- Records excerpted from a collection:

[Start of Attachment]

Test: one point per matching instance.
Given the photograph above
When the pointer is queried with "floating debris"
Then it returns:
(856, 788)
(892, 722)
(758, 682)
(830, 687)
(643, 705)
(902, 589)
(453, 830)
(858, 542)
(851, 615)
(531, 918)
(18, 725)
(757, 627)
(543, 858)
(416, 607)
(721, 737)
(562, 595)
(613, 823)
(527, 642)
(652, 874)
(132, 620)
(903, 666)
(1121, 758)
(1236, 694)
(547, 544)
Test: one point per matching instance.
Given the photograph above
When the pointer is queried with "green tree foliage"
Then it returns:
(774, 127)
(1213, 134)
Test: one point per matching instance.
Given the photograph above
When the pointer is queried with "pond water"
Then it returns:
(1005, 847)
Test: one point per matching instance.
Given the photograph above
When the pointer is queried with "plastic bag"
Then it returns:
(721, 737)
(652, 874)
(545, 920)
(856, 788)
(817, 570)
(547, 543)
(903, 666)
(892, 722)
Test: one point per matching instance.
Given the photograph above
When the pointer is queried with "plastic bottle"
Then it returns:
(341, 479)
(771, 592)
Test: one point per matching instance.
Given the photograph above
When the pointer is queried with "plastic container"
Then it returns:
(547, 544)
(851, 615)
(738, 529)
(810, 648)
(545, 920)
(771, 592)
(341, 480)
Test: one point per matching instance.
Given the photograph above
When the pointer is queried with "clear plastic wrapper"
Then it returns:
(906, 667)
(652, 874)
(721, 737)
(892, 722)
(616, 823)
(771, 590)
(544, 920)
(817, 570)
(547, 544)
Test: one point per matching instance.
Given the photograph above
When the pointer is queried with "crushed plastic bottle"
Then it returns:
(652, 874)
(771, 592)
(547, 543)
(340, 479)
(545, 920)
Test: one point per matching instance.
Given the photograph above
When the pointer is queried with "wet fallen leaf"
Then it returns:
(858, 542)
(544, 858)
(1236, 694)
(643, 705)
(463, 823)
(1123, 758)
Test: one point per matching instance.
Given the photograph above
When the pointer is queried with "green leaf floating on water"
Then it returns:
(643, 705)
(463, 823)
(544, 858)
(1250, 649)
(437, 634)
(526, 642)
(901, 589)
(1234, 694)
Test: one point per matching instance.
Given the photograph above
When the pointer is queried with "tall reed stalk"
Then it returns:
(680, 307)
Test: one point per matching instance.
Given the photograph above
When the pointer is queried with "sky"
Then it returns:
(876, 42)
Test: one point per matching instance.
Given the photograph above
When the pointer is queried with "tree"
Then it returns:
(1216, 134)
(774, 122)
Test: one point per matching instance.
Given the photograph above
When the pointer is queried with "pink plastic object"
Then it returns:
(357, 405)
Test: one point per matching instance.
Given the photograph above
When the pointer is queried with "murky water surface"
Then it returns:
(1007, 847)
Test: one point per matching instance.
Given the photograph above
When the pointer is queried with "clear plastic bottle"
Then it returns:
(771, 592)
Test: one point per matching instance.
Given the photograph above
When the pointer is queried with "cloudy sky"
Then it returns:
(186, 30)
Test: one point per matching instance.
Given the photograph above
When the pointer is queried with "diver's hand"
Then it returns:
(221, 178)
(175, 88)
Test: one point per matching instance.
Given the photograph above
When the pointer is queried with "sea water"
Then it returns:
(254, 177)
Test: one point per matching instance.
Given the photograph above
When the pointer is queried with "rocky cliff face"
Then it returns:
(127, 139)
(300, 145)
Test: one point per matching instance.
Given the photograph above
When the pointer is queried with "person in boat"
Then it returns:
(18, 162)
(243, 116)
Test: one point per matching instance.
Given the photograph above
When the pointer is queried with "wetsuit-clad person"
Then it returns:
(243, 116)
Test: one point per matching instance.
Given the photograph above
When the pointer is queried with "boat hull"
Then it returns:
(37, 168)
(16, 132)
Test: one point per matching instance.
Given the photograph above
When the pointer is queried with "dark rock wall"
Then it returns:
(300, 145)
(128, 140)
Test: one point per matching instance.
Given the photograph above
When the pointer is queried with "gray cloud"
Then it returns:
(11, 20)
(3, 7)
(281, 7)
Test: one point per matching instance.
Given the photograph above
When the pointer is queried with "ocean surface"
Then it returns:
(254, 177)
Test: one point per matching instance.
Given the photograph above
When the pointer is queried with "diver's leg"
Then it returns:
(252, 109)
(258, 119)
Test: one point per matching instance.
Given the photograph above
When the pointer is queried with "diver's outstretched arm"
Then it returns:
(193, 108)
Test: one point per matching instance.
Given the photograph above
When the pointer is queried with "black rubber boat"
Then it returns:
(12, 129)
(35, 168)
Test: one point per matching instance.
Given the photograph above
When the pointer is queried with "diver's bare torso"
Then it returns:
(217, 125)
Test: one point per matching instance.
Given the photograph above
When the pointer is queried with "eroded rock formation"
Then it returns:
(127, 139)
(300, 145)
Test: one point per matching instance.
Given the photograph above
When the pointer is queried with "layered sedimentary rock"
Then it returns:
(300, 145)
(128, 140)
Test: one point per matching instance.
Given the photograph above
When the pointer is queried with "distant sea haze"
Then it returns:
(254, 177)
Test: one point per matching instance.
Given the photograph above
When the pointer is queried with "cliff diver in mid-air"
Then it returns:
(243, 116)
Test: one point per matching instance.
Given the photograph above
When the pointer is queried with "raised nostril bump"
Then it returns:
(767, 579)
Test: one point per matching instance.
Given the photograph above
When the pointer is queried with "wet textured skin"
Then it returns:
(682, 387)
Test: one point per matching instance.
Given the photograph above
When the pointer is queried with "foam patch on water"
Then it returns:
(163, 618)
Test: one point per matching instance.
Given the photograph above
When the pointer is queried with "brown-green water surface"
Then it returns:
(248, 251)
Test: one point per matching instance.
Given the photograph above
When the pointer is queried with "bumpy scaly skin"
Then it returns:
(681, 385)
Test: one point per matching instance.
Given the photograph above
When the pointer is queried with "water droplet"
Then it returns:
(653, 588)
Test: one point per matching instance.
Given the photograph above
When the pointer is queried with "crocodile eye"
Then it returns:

[End of Attachment]

- YOUR OBJECTIVE:
When you retype the entries above, keep every line identical to the source.

- REPLY TO THE EXERCISE:
Test: one point per matching instance.
Given the photograph above
When the pointer is queried with "floating debris"
Then it returns:
(856, 788)
(892, 722)
(758, 682)
(830, 687)
(643, 705)
(902, 589)
(453, 830)
(858, 542)
(851, 615)
(531, 918)
(18, 725)
(757, 627)
(543, 858)
(416, 607)
(721, 737)
(562, 595)
(613, 823)
(527, 642)
(652, 874)
(132, 620)
(903, 666)
(1121, 758)
(1236, 694)
(547, 544)
Test: one point per matching instance.
Given the photograph above
When the pointer is queried with "green tree foliage"
Then it returns:
(774, 127)
(1213, 134)
Test: one point per matching instance.
Given the photograph above
When the pointer is queried with "pond water"
Then it returns:
(1005, 847)
Test: one point per matching instance.
Given the photograph above
When the pointer is queried with "plastic bag"
Then it returns:
(721, 737)
(652, 874)
(545, 920)
(856, 788)
(817, 570)
(547, 543)
(903, 666)
(892, 722)
Test: one point per matching instance.
Given the photograph above
When the pointer is queried with "plastic bottle"
Then it returns:
(341, 479)
(771, 592)
Test: one point per matching instance.
Given the photograph above
When the pointer is queried with "plastic container"
Then it returns:
(547, 544)
(851, 615)
(738, 529)
(810, 648)
(545, 920)
(771, 592)
(341, 480)
Test: one point per matching instance.
Given the photograph above
When the pointer is queried with "clear plastic wrapper"
Then it returns:
(906, 667)
(652, 874)
(721, 737)
(892, 722)
(616, 823)
(771, 590)
(544, 920)
(817, 570)
(547, 544)
Test: one point per matching instance.
Given the photograph above
When the pointer is queried with "crushed plastic bottle"
Then it returns:
(652, 874)
(771, 592)
(547, 543)
(340, 479)
(545, 920)
Test: one point per matching instance.
Given the photograph above
When the pointer is queried with "wet fallen leaf"
Then it returns:
(858, 542)
(544, 858)
(1236, 694)
(643, 705)
(463, 823)
(1123, 758)
Test: one point per matching instance.
Given the photograph above
When the pointer is queried with "green leaf floating on water"
Then it returns:
(643, 705)
(463, 823)
(544, 858)
(1250, 649)
(437, 634)
(526, 642)
(901, 589)
(1234, 694)
Test: one point per matching instance.
Given the photograph above
When the pointer is queried with "tall reed stalk"
Then it returns:
(680, 307)
Test: one point per matching instance.
Given the photograph above
When the pointer is queried with "sky"
Then it returns:
(876, 42)
Test: one point per matching instance.
Given the photograph above
When the pointer is queried with "tree"
Then it returns:
(1216, 134)
(774, 122)
Test: one point per matching instance.
Given the photograph above
When the pointer is queried with "pink plastic object"
Then it returns:
(357, 405)
Test: one point per matching instance.
Given the photograph above
When the pointer is queried with "murky water surface"
Then it returns:
(1007, 847)
Test: one point per matching instance.
Given the photograph above
When the pointer is queried with "clear plastic bottle"
Then it returns:
(771, 592)
Test: one point per matching instance.
Given the photograph above
When the pointer is queried with "cloudy sky"
Then it returns:
(186, 30)
Test: one point per matching instance.
Given the photograph above
When the pointer is queried with "diver's hand"
Then it returns:
(221, 178)
(175, 88)
Test: one point per matching instance.
Given the photograph above
When the pointer is queried with "sea water"
Then it returns:
(254, 177)
Test: one point per matching instance.
Given the photograph above
When the pointer is queried with "rocky cliff face"
Then it returns:
(127, 139)
(300, 145)
Test: one point per matching instance.
Given the photograph above
When the pointer is queried with "person in boat"
Then it returns:
(18, 162)
(243, 116)
Test: one point per matching instance.
Given the photograph above
When the pointer is queried with "wetsuit-clad person"
Then it returns:
(243, 116)
Test: one point per matching instance.
Given the photograph above
When the pointer is queried with "boat hull"
Then it returns:
(37, 168)
(16, 132)
Test: one point per matching instance.
Given the photograph above
When the pointer is queried with "dark rock wall"
Then it returns:
(300, 145)
(128, 140)
Test: one point per matching instance.
Given the photograph above
When the pointer is queried with "gray cloud"
Then it returns:
(11, 20)
(3, 7)
(281, 7)
Test: one point per matching instance.
Given the photograph above
When the pointer is queried with "ocean surface"
Then it returns:
(254, 177)
Test: one point per matching instance.
Given the photograph above
When the pointer is queried with "diver's leg"
Then it returns:
(252, 109)
(258, 119)
Test: one point per matching instance.
Given the photograph above
When the pointer is queried with "diver's outstretched arm"
Then it returns:
(193, 108)
Test: one point per matching instance.
Given the photograph above
When the pointer is queried with "black rubber boat"
Then it returns:
(12, 129)
(35, 168)
Test: one point per matching instance.
Given the photograph above
When the pointer is queried with "diver's bare torso"
Then it returns:
(217, 125)
Test: one point per matching instance.
Given the photograph above
When the pointer is queried with "eroded rock formation"
Then it returns:
(127, 139)
(300, 145)
Test: one point per matching instance.
Given the photograph above
When the pointer is queried with "layered sedimentary rock"
Then it returns:
(300, 145)
(128, 140)
Test: one point per matching instance.
Given the photograph above
When the pointer is queried with "distant sea haze"
Then it returns:
(254, 177)
Test: one point per matching instance.
Given the photograph above
When the pointer is queried with "cliff diver in mid-air"
Then it returns:
(243, 116)
Test: one point per matching instance.
Given the photograph above
When the pointer is queried with "raised nostril bump"
Then it returns:
(767, 579)
Test: one point per matching instance.
Given the photograph above
When the pointer is queried with "wet textured skin"
Then it returns:
(682, 387)
Test: one point per matching instance.
Given the photograph above
When the pointer is queried with "foam patch on water"
Then it returns:
(163, 618)
Test: one point per matching instance.
Given the photograph above
When the pointer is queried with "brown-green water surface"
Then it returns:
(248, 251)
Test: one point per matching instance.
Given the photograph above
When the pointer is queried with "bumpy scaly skin"
Then it returns:
(681, 385)
Test: one point per matching instance.
Given the photograph above
When the pointer is queried with "water droplet"
Then it returns:
(653, 588)
Test: one point per matching instance.
Given the photograph above
When the pointer is queried with "crocodile eye"
Then it returns:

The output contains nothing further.